>> begin
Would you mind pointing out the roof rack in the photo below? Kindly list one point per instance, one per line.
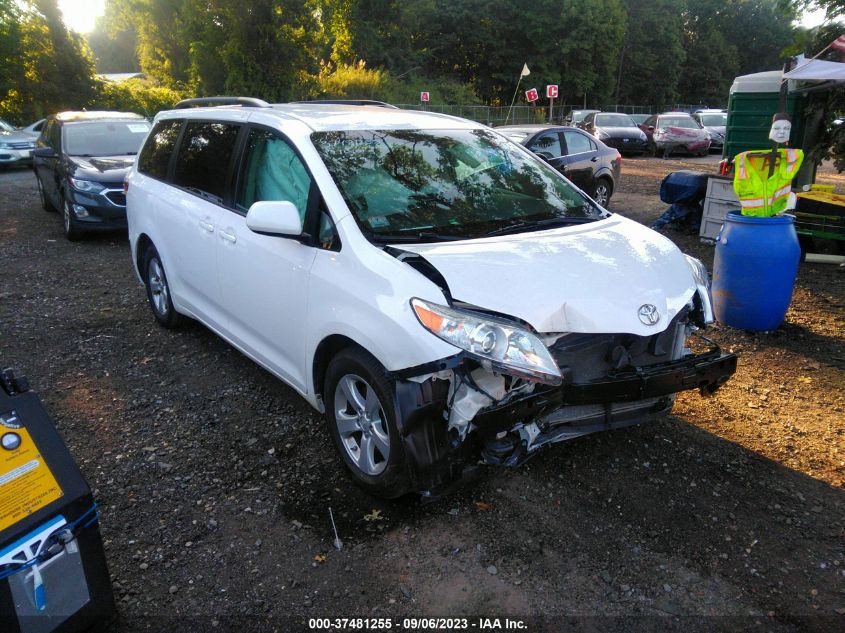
>> end
>> begin
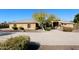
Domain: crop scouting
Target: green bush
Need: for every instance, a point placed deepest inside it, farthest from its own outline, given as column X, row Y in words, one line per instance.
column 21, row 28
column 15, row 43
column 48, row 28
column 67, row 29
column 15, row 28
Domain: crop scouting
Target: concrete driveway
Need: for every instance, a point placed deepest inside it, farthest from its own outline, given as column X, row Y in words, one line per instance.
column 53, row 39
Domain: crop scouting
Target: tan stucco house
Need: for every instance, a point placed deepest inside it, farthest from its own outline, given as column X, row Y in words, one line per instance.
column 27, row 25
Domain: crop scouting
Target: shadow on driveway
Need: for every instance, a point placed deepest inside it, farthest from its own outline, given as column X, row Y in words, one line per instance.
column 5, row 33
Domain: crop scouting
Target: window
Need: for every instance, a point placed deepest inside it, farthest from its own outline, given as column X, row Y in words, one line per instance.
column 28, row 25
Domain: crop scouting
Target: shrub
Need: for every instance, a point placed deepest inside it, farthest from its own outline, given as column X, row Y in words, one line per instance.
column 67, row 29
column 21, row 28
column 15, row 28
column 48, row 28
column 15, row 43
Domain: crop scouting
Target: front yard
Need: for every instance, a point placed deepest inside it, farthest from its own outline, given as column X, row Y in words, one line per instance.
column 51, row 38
>> end
>> begin
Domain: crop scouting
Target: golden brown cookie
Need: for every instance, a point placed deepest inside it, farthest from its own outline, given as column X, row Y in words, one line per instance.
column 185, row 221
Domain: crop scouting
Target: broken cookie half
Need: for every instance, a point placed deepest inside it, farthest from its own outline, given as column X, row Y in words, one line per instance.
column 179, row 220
>> end
**DIRECTIVE:**
From the data above, extract each line that contains the word "Target", and copy those lines in order.

**IN RESPONSE:**
Target: green bush
Target: concrete driveway
Target: tan stucco house
Target: shadow on driveway
Target: window
Target: shrub
Target: front yard
Target: golden brown cookie
Target: broken cookie half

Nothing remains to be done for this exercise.